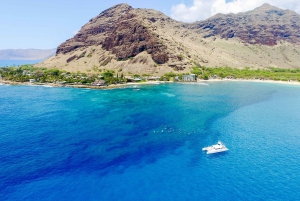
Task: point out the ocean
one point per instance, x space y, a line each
5 63
145 142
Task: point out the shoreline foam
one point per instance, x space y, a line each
145 83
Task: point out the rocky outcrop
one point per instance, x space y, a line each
120 31
145 41
265 25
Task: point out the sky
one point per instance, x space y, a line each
46 24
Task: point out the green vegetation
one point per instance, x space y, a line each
43 75
202 72
247 73
25 73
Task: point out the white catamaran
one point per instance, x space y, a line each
220 147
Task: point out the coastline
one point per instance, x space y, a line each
254 80
116 86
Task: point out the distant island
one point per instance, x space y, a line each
146 41
26 54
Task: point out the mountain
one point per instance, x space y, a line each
265 25
145 41
26 54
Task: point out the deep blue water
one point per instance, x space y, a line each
4 63
129 144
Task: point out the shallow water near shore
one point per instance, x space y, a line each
128 144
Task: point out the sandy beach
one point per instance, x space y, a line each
115 86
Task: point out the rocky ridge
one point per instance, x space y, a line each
146 41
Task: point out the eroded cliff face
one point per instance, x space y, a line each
266 25
120 31
145 41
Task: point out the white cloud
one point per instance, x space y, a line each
202 9
75 32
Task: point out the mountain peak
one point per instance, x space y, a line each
121 7
266 7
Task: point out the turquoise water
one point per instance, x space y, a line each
129 144
4 63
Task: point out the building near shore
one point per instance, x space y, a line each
189 78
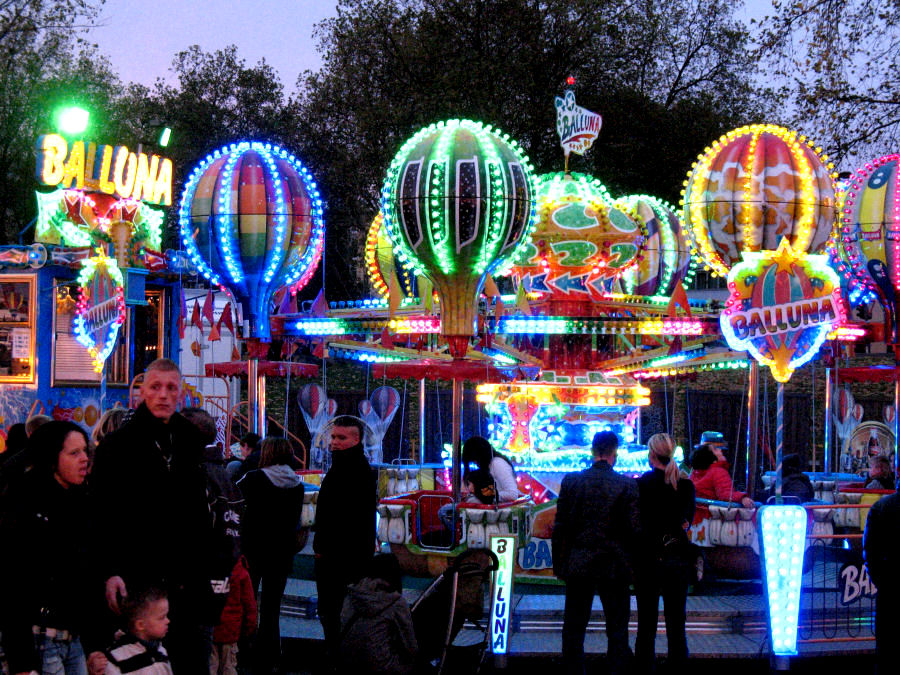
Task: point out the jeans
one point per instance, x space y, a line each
616 600
670 581
60 657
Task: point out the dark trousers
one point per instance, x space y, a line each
670 583
189 640
268 580
887 625
331 587
616 600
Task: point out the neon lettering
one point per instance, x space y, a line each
104 168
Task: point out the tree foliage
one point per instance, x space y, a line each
840 64
44 63
667 77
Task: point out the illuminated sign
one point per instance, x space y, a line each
577 127
100 310
504 547
104 168
781 308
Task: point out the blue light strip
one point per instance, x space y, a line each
184 221
783 532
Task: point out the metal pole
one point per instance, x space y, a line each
779 442
456 470
422 421
256 398
896 418
829 402
752 428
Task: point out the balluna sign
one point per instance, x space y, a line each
107 169
781 307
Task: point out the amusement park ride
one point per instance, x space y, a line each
598 308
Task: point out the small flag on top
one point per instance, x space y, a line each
195 315
209 305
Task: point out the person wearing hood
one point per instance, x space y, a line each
344 540
377 633
273 500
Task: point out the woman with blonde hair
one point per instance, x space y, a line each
664 566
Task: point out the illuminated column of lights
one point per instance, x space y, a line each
185 225
783 533
225 224
300 273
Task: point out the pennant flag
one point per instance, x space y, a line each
226 318
522 301
182 315
195 315
214 335
319 306
679 298
208 306
386 340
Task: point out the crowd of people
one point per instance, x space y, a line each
133 551
140 549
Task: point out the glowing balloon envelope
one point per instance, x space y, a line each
458 203
869 234
666 258
251 221
381 263
752 187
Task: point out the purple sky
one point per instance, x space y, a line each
141 38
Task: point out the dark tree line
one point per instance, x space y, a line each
668 77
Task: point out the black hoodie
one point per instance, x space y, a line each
345 513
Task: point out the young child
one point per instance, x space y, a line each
238 621
140 650
480 487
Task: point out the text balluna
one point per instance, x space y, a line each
760 322
104 168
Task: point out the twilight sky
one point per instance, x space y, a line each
141 37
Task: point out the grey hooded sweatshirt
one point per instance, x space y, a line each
377 634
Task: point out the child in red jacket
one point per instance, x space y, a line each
238 620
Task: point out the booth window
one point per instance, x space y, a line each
17 314
72 363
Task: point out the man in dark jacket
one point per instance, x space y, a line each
153 518
344 540
597 523
881 548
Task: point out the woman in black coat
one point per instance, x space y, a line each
664 564
50 595
273 500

★ ★ ★ ★ ★

— Task brief —
The listing above is to be retyped exactly, with all pictures left out.

— Task answer —
Task: point out the ocean
one point per instance, x space y, a line each
5 63
145 142
Task: point out the shoreline foam
one point per instance, x space y, a line each
145 83
Task: point out the rocky outcrop
one point per instance, x space y, a line each
120 31
145 41
265 25
Task: point out the sky
one point per instance, x space y, a line each
46 24
Task: point out the green vegetation
one point per instance, x space y, a line each
43 75
202 72
247 73
25 73
Task: point out the white catamaran
one point per instance, x space y, a line each
220 147
Task: point out the coastline
one point per instance, x space y, a line each
254 80
116 86
Task: point out the distant island
one point per instance, x space y, a line each
146 41
26 54
Task: point out the mountain
one point per instance, x space y, a line each
265 25
145 41
26 54
Task: point out the deep blue water
one point per instance, x space y, a line each
4 63
129 144
Task: point out the shallow water near shore
one point per instance, x space y, a line each
128 144
Task: point out the sandy beach
one point per instance, x space y, a line each
115 86
Task: point out the rocky ridge
one point per instance, x space y, a line each
146 41
Task: point out the eroded cliff face
one point per instance, x space y, a line each
266 25
120 31
145 41
Task: point out the white cloud
one point per instance, x space y, a line each
202 9
75 32
Task: point out the mountain peak
one point per instance, x space y, a line each
121 7
266 7
Task: point out the turquoise water
one point per instance, x space y, a line each
129 144
4 63
Task: point out the building near shore
one point per instance, x space y, a line each
189 78
Task: point out the jeans
one point per instance, x space y, a line each
616 600
670 581
60 657
Task: point out the dark trousers
one point per instance, x space y, a line each
670 583
189 640
268 580
887 625
331 587
616 600
Task: point out the neon lettering
one point per instance, x space y, a line each
104 168
Task: point out the tree foliage
one point per instance, x space y, a line each
840 64
44 63
667 77
Task: point out the illuminated sign
one point per instance, x space y, a line each
577 127
100 310
504 547
104 168
781 308
Task: point out the blue light strip
one point per instance, x space y, a line each
184 221
783 532
Task: point out the metal pole
one point per instance, x space y, a line each
779 442
456 470
422 421
256 398
896 418
829 402
752 428
Task: point out the balluna sign
one point per instance, x space y, a line each
107 169
781 307
Task: point out the amusement park ride
one point per instance, x space y, a line each
598 308
Task: point out the small flag on top
one point per instance, x space y, a line each
195 315
209 305
Task: point out the person wearing hood
one point per instance, x space y, a line each
344 540
377 633
273 500
Task: point out the woman with blonde hair
one point per instance, x space y, a line each
664 566
Task: point out the illuminated column of lights
one point per instance, x space y, a line each
185 225
783 533
225 224
300 273
Task: point out the pennant flag
one point per instance, x space y, a line each
226 318
522 301
182 315
195 315
214 335
319 306
679 298
208 306
386 340
Task: point out the crowd of people
one point per instance, x space y, a line each
133 551
140 549
Task: point out the glowing balloon envelope
one point per instance, x space y, a line each
458 203
869 234
666 258
251 221
381 263
752 187
Task: point out the purple sky
one point per instance, x space y, a line each
141 38
Task: point out the dark tree line
one point per instance, x space y, a line each
668 77
Task: point out the black hoodie
one point per instance, x space y, a line each
345 513
Task: point out the young child
one point per instance, x space y, a line each
238 621
140 650
480 487
Task: point out the text balluna
one point per instance, x space y, a line each
760 322
104 168
Task: point out the twilight sky
one point per instance, x space y, a line each
141 37
Task: point out the grey hooded sweatshirt
one point per instance, x space y, a line each
377 634
Task: point out the child in red jacket
one point per instance, x space y, a line each
238 620
Task: point out the booth window
one point per instance, x space y, a line each
17 314
72 363
Task: point out the man in dark jacket
one point per instance, x space y, a line each
153 518
344 540
597 523
881 548
Task: point out the woman in black coat
one point per instance, x space y, a line each
664 564
50 595
273 500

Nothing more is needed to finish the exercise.